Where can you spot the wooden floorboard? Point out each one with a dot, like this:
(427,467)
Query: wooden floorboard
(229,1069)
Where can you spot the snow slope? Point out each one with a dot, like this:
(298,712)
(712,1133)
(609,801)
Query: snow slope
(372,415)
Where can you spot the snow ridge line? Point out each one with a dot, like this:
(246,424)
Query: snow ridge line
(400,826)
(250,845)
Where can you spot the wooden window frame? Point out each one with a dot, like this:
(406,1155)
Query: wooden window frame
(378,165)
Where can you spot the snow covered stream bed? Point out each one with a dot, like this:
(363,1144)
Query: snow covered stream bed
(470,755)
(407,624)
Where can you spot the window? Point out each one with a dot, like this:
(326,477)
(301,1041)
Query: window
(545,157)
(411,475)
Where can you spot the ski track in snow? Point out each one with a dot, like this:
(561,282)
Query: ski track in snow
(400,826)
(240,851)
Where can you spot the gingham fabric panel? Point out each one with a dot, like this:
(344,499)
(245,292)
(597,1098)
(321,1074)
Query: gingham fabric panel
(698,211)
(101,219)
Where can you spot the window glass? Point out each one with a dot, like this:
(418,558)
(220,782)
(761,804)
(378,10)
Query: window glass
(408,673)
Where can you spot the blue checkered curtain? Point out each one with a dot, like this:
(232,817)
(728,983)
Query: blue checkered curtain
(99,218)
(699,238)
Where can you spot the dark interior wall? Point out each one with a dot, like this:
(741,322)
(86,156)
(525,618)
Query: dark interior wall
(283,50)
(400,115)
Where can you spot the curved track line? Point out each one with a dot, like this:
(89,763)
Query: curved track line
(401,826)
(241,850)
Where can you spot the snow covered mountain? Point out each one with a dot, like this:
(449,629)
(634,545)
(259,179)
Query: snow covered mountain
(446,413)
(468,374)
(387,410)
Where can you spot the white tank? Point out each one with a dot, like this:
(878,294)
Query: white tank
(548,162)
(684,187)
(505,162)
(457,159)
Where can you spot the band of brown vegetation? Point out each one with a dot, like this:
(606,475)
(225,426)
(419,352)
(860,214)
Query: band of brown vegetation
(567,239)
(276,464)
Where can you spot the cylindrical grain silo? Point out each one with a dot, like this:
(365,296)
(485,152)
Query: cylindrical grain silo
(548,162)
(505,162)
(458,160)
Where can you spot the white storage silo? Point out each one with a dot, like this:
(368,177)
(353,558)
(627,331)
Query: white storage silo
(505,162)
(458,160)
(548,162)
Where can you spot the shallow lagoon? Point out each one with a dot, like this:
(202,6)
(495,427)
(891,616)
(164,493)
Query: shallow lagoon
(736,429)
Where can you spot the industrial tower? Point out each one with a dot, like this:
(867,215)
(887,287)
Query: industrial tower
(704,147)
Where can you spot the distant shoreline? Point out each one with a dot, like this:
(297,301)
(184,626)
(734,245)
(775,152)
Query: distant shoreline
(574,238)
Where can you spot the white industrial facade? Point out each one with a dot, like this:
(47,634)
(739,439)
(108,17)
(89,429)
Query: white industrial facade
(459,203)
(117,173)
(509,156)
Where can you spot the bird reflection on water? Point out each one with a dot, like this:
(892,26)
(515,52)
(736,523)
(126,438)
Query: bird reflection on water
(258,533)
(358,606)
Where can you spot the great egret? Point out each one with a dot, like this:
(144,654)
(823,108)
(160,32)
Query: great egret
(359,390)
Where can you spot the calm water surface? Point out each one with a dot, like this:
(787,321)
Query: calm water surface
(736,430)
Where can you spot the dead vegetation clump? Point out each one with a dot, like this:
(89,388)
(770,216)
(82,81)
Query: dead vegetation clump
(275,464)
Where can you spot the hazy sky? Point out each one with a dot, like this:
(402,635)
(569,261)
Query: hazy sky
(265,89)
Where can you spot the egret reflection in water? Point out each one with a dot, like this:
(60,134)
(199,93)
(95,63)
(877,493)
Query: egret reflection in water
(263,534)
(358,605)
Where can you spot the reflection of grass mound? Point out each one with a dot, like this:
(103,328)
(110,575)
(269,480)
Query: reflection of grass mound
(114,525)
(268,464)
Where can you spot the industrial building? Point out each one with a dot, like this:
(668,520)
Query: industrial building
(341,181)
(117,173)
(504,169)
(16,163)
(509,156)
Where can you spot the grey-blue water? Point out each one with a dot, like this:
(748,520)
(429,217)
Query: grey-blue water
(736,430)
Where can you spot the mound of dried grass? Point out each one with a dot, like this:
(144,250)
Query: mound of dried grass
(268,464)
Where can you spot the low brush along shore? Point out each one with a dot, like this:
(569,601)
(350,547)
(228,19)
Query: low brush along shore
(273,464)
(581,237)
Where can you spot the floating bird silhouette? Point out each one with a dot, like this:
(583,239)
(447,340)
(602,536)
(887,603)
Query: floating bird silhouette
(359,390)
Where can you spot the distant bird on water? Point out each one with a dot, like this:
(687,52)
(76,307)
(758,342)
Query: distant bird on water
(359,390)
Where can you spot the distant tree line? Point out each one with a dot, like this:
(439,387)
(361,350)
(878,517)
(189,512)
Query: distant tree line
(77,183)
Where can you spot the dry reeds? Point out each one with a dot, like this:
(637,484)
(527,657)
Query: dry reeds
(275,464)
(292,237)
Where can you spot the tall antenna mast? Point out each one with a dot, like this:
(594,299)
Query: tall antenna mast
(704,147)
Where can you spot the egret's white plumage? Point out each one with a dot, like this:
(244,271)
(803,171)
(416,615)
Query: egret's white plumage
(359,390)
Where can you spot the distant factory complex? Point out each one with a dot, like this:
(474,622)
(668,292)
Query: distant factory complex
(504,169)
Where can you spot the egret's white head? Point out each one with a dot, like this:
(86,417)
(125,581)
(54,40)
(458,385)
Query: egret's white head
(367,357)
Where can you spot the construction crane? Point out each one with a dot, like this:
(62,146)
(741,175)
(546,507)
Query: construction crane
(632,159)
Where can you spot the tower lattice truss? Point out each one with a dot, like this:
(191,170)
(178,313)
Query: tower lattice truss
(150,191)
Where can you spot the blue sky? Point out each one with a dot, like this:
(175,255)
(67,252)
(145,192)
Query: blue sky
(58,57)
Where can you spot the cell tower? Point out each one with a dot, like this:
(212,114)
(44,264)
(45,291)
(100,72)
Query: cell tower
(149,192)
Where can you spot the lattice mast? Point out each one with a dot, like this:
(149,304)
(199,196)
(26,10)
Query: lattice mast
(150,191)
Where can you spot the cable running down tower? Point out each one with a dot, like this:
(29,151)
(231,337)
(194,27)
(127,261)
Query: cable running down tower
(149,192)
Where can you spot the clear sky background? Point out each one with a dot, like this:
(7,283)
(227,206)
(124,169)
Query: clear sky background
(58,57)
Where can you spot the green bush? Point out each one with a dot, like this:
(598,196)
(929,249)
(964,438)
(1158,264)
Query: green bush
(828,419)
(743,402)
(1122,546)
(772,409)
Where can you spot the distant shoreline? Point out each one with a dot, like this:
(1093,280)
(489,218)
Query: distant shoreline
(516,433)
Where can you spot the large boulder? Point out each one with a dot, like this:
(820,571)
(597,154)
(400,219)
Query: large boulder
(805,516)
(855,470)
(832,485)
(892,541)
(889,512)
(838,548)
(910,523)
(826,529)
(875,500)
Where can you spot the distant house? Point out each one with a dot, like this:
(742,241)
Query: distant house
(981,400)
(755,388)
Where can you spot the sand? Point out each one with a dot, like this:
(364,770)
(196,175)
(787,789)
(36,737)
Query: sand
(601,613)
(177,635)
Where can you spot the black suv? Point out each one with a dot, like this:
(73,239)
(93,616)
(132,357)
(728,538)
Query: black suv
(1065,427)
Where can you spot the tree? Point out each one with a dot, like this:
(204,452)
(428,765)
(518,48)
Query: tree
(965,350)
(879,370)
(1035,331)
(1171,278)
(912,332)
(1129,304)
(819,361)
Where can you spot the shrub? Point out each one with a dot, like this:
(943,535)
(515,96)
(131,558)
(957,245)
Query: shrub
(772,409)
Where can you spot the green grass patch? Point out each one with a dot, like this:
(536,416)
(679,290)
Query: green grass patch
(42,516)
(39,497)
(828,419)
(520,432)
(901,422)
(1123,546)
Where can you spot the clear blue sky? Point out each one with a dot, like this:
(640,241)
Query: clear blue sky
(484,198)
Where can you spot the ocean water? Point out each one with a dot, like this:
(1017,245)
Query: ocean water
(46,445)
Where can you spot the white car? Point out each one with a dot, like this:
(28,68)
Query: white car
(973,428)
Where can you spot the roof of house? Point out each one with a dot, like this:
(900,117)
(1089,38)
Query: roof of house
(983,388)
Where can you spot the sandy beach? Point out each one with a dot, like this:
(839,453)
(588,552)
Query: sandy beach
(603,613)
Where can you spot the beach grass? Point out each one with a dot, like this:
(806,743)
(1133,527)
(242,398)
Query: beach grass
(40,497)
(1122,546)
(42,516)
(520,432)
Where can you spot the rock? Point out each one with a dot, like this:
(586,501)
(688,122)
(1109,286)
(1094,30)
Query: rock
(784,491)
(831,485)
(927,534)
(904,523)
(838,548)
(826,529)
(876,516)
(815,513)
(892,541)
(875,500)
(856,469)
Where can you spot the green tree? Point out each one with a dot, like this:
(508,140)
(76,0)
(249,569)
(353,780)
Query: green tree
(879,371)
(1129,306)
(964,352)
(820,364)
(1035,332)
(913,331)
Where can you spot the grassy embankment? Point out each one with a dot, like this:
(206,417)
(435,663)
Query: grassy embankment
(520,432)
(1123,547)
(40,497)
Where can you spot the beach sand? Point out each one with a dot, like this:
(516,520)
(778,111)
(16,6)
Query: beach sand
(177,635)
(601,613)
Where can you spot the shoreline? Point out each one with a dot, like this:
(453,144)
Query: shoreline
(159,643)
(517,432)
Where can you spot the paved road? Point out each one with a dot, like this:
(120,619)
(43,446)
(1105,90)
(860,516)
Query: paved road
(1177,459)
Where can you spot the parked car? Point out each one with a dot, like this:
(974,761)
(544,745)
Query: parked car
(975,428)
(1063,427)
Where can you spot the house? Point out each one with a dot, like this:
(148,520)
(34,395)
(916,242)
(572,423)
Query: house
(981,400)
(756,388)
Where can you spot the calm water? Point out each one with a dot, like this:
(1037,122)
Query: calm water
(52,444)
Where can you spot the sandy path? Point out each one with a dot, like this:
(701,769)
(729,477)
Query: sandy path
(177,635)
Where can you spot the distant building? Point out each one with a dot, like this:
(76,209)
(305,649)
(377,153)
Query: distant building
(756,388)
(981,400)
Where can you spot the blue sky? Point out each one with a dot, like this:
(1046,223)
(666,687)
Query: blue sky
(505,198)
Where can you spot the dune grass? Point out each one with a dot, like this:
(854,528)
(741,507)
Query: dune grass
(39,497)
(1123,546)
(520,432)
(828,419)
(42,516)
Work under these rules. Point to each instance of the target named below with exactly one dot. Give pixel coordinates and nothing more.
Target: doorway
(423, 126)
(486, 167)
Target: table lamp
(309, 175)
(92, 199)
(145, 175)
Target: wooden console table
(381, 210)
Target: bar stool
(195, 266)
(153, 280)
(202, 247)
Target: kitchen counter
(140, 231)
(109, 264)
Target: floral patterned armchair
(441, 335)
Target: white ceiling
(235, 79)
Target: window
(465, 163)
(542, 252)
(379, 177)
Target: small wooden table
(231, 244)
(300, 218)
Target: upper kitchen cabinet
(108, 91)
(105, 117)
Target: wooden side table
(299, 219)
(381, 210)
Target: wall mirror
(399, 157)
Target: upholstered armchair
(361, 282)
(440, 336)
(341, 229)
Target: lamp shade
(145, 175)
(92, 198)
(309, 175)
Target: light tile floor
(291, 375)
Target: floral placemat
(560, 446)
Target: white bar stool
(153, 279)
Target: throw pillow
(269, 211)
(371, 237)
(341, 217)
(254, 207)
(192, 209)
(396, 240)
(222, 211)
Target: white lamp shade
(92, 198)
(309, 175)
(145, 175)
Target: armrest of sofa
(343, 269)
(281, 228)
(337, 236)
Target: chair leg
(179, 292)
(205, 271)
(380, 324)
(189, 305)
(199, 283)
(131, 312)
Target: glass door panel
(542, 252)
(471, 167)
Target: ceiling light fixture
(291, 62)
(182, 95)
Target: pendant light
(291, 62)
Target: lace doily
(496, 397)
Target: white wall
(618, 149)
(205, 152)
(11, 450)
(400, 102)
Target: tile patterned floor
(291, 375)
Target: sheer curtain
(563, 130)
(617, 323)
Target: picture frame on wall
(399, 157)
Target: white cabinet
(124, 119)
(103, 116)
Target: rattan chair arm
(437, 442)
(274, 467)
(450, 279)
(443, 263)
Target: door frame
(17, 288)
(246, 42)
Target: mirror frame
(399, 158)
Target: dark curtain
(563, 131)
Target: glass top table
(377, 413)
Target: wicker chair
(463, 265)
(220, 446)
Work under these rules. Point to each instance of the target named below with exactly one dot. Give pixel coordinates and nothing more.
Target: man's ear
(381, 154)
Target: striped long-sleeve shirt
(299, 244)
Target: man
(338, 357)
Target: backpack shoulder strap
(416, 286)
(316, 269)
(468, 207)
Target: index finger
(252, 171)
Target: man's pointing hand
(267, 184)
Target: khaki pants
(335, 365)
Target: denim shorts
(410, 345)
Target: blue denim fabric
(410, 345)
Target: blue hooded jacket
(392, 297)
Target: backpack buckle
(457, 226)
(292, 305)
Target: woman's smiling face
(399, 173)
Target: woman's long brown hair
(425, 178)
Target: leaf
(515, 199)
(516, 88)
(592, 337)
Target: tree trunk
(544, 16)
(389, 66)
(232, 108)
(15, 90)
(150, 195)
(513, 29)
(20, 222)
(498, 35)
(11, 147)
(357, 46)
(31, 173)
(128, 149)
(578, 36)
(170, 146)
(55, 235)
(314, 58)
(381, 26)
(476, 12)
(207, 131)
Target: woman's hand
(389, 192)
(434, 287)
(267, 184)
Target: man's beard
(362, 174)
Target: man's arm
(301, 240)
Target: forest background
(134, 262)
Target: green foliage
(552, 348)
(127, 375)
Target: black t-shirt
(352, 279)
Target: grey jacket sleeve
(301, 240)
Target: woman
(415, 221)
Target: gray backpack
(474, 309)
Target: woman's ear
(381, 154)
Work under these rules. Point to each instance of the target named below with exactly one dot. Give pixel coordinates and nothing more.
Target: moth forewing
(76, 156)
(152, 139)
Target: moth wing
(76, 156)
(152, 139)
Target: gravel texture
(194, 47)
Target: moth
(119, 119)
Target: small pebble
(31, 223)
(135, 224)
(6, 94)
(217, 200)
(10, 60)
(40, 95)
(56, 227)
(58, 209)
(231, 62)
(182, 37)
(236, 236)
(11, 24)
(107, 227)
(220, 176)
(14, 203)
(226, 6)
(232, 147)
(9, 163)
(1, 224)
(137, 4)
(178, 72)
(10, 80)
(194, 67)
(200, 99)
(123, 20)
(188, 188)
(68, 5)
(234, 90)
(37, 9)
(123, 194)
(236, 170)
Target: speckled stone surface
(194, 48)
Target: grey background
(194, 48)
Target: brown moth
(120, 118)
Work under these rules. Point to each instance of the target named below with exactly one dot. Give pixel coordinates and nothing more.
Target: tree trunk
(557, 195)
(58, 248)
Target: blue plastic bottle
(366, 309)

• EXERCISE OBJECTIVE: Please transcribe word for word the lines from the line with "Target: moth forewing" to the end of the material, both ends included.

• REPLY:
Target: moth forewing
(76, 156)
(152, 139)
Target: moth wing
(76, 156)
(152, 139)
Target: gravel texture
(194, 47)
Target: moth
(119, 119)
Target: small pebble
(31, 223)
(135, 224)
(6, 94)
(217, 200)
(10, 60)
(40, 95)
(56, 227)
(58, 209)
(231, 62)
(182, 37)
(236, 236)
(11, 24)
(107, 227)
(220, 176)
(14, 203)
(226, 6)
(232, 147)
(9, 163)
(1, 224)
(137, 4)
(178, 72)
(10, 80)
(194, 67)
(200, 99)
(123, 20)
(188, 188)
(68, 5)
(234, 90)
(37, 9)
(123, 194)
(236, 170)
Target: speckled stone surface
(194, 48)
Target: grey background
(194, 48)
Target: brown moth
(120, 118)
Work under these rules. Point to each instance of the target named below with exactly one dot. Give pixel coordinates and nothing more.
Target: tree trunk
(557, 195)
(58, 248)
Target: blue plastic bottle
(366, 309)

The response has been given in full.